#### EXCERPT PROVIDED ####
Real-World Use Cases and Best Practices
Writing Output Files
The most common use case: controlling output file count. Each partition becomes one output file.
# Bad: Creates 200 small files
df.write.parquet("/output/path")
# Good: Creates 10 reasonably-sized files
df.coalesce(10).write.parquet("/output/path")
# When you need exactly 1 file (use sparingly - bottleneck!)
df.coalesce(1).write.csv("/output/single_file.csv")
Optimizing Joins
Repartition both DataFrames by the join key before large joins:
# Inefficient join
result = users.join(orders, "user_id")
# Optimized join - data pre-shuffled by join key
users_repart = users.repartition("user_id")
orders_repart = orders.repartition("user_id")
result = users_repart.join(orders_repart, "user_id")
This eliminates shuffle during the join itself since matching keys are already co-located.
Handling Data Skew
When one partition is much larger than others:
# Detect skew
partition_sizes = df.rdd.mapPartitionsWithIndex(
lambda idx, it: [(idx, sum(1 for _ in it))]
).collect()
max_size = max(size for _, size in partition_sizes)
min_size = min(size for _, size in partition_sizes)
skew_ratio = max_size / min_size if min_size > 0 else float('inf')
print(f"Skew ratio: {skew_ratio:.2f}")
# Fix with repartition
if skew_ratio > 3: # Arbitrary threshold
df = df.repartition(df.rdd.getNumPartitions() * 2)
Pre-Aggregation Optimization
Increase partitions before expensive operations, reduce after:
# Increase parallelism for heavy computation
df_expanded = df.repartition(200)
####
## REQUIREMENT 1
Answer these questions from the Spark partitioning text:
(a) How many files does the write marked "Bad" create?
(b) Why does repartitioning both DataFrames by "user_id" remove the shuffle during the join?
(c) Above what skew ratio does the code repartition the DataFrame?
## REQUIREMENT 2
Resume the Spark partitioning text after its last line, "df_expanded = df.repartition(200)".
The listing below has no connection to the Spark partitioning text.
#### DATA SEGMENT ####
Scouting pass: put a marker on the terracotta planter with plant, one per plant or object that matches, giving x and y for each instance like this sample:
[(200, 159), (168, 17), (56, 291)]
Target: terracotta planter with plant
####
## REPLY 1
(a) It creates 200 small files.
(b) Matching keys are already co-located.
(c) It repartitions above a skew ratio of 3.

## REPLY 2
# Perform expensive transformations
df_processed = df_expanded.withColumn("complex_calc", expensive_udf(col("data")))
# Reduce before writing
df_processed.coalesce(20).write.parquet("/output")
Common Pitfalls and Troubleshooting
Too Many Small Files
Symptom: Thousands of tiny output files, slow read performance.
# Check output file count
import os
output_path = "/tmp/output"
file_count = len([f for f in os.listdir(output_path) if f.endswith('.parquet')])
# Fix: Coalesce before writing
target_file_size_mb = 128
total_size_mb = df.count() * avg_record_size / (1024 * 1024)
optimal_partitions = max(1, int(total_size_mb / target_file_size_mb))
df.coalesce(optimal_partitions).write.parquet(output_path)
Out of Memory Errors
Symptom: Executors crashing during repartition or coalesce.
# Too few partitions = too much data per partition
# Rule of thumb: 128MB - 1GB per partition
df_size_gb = 500 # Your dataset size
partition_size_mb = 256
optimal_partitions = int((df_size_gb * 1024) / partition_size_mb)
df = df.repartition(optimal_partitions)
Unnecessary Repartitioning
Don’t repartition if Spark’s default partitioning is already good:
# Bad: Repartitioning when reading already creates good partitions
df = spark.read.parquet("/input").repartition(100)
# Good: Trust the input partitioning if it's reasonable
df = spark.read.parquet("/input")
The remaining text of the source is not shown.